[Lines of data]
_____
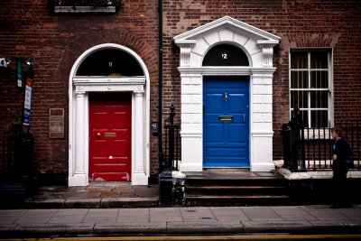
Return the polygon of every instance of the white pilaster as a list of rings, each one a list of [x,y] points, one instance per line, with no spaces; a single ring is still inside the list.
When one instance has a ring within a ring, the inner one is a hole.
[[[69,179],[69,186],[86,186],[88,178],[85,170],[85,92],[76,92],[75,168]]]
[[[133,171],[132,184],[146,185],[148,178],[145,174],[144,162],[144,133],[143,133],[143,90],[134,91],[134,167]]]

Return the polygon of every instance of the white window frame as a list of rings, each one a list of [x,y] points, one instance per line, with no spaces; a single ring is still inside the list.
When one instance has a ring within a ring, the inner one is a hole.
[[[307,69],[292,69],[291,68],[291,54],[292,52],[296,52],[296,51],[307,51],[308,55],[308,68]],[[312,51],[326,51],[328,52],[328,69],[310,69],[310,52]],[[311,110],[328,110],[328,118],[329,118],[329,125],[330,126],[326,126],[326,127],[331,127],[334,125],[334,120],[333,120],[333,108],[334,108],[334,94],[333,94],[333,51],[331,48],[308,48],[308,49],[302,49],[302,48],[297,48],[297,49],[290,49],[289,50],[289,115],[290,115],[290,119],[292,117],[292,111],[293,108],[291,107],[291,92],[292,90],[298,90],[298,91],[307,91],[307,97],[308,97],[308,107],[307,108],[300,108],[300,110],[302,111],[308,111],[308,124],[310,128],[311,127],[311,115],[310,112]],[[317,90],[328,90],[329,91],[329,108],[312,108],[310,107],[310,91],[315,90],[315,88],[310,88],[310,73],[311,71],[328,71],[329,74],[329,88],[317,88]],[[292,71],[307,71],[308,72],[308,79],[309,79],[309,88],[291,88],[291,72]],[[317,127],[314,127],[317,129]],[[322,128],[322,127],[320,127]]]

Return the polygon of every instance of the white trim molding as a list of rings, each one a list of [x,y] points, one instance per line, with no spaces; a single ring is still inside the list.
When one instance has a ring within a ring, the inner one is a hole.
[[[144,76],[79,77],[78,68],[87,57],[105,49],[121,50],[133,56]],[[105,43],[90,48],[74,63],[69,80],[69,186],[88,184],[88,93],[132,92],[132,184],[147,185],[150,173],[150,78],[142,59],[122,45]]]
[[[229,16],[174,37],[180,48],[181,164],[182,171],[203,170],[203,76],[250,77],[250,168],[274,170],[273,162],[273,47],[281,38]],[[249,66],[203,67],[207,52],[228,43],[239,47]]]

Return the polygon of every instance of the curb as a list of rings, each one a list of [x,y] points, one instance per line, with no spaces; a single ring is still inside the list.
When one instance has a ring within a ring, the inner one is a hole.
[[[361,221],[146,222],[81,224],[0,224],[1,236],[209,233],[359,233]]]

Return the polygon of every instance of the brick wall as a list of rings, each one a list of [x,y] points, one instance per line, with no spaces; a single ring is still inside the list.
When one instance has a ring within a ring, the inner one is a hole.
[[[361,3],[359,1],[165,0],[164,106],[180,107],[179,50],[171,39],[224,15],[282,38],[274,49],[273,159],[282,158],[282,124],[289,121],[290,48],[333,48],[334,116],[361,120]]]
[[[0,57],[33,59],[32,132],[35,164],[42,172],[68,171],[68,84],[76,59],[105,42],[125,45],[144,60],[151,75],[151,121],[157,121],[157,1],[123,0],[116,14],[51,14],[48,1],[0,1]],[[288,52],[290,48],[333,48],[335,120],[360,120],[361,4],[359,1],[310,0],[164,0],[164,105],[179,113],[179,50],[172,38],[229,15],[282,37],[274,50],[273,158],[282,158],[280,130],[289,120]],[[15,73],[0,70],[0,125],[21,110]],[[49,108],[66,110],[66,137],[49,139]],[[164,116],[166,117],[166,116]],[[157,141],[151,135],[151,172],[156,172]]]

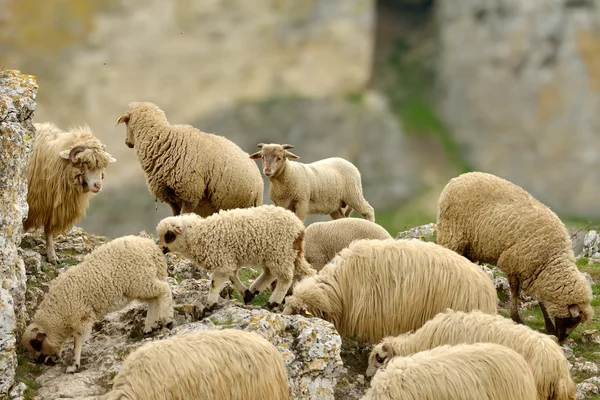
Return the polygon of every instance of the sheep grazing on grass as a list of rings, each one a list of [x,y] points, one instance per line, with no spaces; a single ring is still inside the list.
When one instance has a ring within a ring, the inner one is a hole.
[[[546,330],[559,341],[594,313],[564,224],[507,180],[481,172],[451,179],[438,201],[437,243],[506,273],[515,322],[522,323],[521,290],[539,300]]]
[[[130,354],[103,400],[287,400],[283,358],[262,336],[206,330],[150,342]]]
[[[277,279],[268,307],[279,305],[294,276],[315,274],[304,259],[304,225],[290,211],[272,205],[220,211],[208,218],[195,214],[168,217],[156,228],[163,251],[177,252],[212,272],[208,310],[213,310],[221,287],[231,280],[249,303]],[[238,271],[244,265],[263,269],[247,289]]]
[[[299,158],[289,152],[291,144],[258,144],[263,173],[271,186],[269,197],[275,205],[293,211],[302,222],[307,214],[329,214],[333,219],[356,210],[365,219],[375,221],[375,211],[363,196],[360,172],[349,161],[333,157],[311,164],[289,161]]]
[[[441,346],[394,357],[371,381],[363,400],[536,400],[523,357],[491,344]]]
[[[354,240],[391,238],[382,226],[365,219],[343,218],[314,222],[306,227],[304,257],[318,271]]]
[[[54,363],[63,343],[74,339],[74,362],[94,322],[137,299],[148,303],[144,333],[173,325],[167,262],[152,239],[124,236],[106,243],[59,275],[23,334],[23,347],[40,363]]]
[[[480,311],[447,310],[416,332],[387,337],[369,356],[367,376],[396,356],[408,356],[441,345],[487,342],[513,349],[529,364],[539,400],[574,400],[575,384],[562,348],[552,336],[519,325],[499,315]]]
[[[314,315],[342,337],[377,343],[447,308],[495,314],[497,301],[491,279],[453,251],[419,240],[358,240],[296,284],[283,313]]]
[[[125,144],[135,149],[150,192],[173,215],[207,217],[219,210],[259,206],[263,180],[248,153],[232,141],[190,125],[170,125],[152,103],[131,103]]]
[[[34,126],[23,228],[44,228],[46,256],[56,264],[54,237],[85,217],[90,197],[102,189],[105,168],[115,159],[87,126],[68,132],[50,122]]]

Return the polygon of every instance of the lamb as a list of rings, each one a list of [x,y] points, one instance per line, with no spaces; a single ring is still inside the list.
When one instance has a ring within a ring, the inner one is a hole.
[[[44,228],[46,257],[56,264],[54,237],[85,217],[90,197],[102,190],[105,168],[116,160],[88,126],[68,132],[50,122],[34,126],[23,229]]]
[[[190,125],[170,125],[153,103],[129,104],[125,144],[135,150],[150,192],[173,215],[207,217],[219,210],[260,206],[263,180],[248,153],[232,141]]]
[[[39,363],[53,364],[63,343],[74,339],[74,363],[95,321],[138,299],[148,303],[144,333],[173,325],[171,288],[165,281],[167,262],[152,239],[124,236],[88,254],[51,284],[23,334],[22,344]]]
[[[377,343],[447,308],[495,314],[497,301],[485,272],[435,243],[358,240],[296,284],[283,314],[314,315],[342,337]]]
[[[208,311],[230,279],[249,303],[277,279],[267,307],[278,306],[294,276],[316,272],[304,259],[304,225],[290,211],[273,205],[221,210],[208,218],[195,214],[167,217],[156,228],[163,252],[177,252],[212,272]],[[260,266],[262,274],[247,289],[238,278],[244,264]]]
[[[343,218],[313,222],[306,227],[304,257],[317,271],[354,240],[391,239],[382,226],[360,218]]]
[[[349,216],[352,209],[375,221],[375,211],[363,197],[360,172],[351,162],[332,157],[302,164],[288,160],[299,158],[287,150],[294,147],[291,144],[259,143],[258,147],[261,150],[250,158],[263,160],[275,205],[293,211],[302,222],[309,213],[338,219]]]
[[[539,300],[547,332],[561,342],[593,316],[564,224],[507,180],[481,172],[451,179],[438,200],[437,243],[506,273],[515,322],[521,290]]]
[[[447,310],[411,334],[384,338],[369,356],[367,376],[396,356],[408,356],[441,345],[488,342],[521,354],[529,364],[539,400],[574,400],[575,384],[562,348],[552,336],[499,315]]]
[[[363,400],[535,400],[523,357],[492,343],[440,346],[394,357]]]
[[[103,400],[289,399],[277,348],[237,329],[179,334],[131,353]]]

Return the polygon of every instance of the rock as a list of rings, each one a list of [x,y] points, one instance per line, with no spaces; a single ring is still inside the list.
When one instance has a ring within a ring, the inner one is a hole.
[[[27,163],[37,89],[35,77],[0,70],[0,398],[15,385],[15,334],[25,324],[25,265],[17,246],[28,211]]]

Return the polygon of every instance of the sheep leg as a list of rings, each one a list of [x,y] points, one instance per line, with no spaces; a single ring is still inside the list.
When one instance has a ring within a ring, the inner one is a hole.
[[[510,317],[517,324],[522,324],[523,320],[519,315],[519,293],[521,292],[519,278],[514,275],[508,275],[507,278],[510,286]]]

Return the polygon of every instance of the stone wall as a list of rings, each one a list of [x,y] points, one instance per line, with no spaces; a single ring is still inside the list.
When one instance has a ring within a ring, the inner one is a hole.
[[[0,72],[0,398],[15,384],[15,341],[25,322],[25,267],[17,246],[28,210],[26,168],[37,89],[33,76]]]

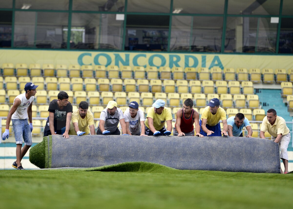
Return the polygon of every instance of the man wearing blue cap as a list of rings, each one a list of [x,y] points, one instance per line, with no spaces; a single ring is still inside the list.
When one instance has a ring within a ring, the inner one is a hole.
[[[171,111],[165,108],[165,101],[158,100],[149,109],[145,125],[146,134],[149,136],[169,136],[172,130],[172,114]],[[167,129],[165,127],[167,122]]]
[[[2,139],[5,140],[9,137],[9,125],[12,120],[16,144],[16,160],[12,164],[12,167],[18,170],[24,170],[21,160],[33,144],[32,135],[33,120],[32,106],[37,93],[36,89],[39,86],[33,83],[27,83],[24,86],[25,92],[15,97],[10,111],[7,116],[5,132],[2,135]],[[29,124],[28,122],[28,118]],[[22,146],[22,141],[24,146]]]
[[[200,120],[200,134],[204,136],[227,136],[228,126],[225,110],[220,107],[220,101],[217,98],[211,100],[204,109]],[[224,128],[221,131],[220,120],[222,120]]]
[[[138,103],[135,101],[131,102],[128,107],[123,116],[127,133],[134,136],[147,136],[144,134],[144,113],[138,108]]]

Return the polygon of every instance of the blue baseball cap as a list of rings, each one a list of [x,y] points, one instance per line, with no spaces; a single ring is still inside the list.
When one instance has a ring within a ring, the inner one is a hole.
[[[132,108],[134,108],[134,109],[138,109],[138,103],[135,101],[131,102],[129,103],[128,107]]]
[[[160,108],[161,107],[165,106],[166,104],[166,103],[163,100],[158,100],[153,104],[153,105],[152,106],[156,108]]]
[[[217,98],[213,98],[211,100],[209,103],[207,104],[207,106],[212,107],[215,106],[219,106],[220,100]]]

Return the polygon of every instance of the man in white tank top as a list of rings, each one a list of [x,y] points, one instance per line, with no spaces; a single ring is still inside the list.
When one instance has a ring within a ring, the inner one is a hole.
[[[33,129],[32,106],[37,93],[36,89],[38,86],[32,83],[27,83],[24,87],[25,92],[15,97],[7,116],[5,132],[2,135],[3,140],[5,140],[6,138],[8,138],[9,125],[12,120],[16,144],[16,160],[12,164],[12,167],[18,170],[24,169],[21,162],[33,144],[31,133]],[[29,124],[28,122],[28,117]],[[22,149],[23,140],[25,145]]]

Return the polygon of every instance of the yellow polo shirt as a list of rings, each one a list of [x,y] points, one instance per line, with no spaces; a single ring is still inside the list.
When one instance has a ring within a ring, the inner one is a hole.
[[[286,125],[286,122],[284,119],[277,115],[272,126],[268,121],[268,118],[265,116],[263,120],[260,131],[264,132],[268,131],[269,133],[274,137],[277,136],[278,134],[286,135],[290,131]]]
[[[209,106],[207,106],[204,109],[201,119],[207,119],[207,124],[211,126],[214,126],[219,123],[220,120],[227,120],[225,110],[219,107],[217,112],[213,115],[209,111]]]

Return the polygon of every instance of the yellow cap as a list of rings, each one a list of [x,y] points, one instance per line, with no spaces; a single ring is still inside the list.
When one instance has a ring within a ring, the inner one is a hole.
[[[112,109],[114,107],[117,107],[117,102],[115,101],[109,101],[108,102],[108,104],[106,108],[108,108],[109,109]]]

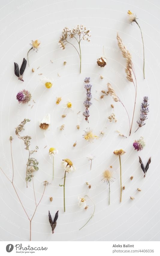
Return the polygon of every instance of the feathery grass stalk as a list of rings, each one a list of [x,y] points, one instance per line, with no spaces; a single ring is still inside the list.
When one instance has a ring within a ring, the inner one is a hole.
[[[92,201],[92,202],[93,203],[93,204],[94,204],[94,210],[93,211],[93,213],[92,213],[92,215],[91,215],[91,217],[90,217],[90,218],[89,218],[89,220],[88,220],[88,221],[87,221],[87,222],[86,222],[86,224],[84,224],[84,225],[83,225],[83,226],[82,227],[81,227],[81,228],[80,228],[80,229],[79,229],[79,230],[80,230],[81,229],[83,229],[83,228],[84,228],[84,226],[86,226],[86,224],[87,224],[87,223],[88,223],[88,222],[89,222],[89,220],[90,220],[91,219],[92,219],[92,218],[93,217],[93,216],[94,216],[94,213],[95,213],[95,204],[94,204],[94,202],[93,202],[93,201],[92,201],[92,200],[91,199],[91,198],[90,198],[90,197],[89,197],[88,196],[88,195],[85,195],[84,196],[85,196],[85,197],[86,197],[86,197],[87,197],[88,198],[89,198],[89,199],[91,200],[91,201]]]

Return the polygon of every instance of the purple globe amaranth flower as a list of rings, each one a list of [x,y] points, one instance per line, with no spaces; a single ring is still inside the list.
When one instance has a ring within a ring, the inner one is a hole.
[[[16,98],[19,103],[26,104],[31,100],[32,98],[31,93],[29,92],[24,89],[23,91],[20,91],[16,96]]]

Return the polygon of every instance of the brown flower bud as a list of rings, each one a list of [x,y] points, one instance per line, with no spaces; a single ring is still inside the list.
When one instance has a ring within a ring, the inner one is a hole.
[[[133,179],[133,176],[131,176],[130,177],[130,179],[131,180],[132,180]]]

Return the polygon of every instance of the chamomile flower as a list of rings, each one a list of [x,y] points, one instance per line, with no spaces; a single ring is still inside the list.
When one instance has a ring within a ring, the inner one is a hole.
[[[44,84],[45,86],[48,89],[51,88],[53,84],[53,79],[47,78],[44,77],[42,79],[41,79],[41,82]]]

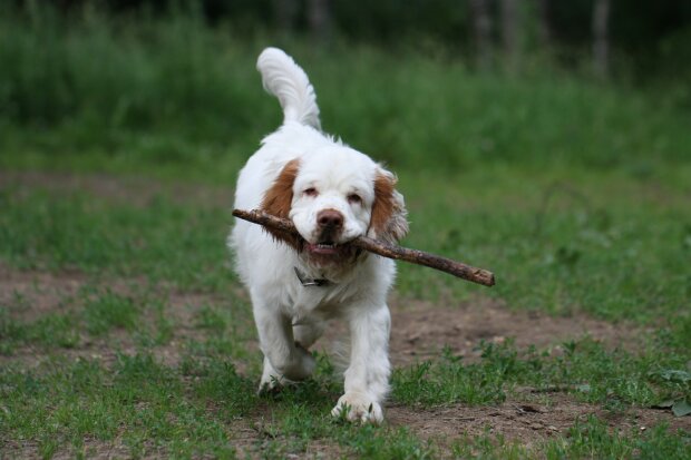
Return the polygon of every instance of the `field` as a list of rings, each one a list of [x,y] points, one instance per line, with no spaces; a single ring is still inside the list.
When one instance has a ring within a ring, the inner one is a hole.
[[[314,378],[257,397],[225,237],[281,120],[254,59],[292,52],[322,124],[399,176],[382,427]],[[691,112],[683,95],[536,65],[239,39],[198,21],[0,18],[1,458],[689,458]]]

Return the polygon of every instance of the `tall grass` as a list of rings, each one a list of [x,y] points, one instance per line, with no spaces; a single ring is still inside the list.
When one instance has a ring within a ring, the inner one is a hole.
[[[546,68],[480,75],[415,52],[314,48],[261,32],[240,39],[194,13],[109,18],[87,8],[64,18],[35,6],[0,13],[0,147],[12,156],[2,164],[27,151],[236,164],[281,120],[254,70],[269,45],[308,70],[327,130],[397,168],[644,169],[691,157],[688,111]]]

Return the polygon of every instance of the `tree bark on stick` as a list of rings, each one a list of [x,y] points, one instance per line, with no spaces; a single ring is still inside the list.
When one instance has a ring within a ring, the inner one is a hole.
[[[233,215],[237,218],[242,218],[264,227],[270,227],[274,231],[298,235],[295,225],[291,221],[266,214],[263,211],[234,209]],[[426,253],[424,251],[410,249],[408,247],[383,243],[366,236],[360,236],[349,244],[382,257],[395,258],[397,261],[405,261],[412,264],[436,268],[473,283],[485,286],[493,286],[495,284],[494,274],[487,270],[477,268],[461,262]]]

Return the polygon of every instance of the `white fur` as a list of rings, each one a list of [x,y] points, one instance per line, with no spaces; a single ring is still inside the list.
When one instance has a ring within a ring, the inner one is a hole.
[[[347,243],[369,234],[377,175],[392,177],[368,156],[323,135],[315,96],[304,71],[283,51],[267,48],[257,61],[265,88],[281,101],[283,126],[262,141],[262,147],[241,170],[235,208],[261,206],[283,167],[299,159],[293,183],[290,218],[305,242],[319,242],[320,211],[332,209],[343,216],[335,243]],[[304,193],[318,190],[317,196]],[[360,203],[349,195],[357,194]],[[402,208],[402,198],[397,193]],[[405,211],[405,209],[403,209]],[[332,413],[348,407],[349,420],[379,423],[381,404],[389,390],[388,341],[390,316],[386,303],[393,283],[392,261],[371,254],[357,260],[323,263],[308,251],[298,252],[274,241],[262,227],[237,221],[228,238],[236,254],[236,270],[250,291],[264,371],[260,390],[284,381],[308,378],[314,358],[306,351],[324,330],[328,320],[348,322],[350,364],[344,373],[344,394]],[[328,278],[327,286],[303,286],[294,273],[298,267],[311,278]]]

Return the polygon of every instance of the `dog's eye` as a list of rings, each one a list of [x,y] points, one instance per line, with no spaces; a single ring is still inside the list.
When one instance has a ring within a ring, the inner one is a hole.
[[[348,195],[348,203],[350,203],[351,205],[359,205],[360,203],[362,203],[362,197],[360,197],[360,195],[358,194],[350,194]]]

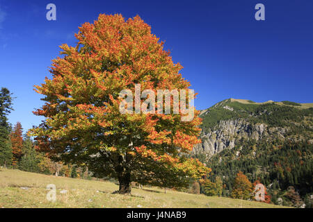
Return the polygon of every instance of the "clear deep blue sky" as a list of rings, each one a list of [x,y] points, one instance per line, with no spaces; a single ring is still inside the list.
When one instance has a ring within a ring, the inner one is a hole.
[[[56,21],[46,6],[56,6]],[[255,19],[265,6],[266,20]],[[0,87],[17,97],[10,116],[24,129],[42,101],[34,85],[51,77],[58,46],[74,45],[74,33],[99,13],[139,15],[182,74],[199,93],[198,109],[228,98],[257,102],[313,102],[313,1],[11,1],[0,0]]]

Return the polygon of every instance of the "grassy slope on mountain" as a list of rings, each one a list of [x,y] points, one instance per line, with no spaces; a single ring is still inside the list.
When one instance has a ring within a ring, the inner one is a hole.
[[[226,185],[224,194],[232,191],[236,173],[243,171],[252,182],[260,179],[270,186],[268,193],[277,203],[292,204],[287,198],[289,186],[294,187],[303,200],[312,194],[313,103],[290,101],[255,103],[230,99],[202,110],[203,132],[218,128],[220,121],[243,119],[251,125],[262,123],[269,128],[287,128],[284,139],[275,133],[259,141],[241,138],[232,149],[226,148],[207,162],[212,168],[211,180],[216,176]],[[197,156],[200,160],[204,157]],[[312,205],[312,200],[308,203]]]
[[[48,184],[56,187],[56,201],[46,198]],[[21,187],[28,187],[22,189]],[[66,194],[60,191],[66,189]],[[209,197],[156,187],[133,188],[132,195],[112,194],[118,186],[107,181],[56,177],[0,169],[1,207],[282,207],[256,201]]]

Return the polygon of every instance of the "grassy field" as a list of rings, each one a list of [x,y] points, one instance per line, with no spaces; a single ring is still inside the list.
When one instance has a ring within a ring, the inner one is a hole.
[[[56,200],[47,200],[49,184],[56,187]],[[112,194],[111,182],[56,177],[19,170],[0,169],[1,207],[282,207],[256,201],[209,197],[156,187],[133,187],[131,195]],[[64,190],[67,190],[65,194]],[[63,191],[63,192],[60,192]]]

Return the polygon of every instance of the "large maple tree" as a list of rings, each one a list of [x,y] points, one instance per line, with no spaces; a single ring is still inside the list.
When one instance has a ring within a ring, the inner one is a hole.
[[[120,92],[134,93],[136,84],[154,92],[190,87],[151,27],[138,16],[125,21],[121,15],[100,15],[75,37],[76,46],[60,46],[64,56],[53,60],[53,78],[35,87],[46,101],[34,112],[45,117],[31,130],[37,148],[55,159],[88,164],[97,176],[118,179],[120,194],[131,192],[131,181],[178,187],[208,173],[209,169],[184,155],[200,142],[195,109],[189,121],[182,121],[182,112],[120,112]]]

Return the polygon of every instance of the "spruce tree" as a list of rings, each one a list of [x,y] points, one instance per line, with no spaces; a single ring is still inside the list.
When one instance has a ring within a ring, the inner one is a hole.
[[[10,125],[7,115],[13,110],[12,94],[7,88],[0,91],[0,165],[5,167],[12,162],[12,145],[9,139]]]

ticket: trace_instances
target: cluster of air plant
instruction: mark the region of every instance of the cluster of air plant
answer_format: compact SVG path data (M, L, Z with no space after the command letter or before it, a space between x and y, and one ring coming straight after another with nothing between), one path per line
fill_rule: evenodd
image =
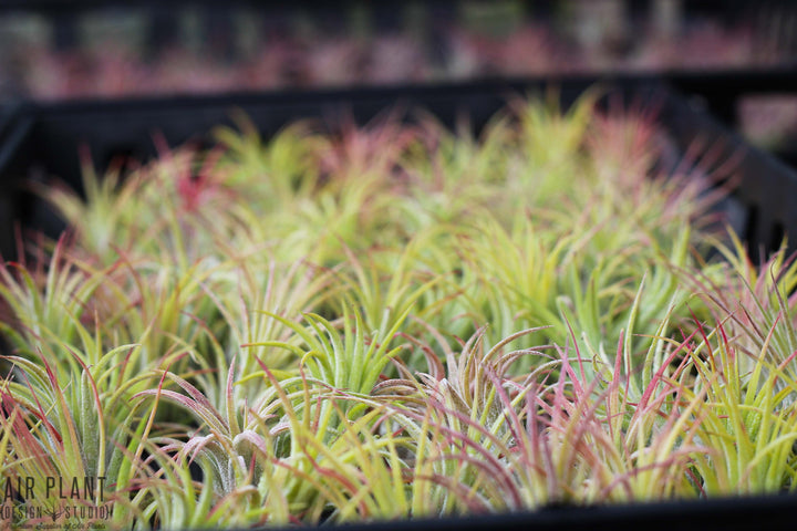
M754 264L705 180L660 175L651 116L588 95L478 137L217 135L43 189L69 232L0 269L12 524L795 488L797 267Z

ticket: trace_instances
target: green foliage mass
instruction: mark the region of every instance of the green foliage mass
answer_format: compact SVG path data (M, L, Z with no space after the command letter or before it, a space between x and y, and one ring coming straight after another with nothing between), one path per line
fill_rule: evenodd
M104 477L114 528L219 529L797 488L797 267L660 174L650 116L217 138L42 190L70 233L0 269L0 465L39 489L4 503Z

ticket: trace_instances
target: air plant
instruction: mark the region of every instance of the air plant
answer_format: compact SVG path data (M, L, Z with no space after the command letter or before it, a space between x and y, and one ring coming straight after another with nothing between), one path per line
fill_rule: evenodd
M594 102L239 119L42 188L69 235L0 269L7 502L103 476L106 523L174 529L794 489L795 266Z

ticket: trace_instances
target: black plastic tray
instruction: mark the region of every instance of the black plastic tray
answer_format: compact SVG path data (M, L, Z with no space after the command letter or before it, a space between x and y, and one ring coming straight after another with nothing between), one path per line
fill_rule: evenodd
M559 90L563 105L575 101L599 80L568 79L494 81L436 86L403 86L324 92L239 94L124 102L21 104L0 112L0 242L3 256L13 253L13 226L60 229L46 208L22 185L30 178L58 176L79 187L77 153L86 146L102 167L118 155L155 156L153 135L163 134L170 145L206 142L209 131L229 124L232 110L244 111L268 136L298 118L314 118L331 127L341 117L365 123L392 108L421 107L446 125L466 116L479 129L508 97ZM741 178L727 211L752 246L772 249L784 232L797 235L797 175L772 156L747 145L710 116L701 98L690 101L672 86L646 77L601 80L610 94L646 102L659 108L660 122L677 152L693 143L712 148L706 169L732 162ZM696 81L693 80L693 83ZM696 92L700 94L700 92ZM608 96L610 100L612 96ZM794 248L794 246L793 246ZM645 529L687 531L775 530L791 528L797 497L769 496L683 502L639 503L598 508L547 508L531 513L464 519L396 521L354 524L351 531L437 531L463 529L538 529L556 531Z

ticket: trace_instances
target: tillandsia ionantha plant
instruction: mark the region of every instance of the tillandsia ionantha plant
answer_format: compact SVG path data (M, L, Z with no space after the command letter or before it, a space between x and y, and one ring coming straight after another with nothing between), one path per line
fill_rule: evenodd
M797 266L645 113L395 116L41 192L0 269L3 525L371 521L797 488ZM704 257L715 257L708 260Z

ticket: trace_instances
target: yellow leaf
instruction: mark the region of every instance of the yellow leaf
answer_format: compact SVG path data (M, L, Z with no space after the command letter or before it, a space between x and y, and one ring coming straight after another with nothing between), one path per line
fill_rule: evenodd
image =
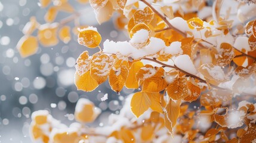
_____
Which lines of the material contain the string "foliage"? Show each of them in full.

## [Full answer]
target: green foliage mass
instruction: mark the region of every instance of the green foliage mass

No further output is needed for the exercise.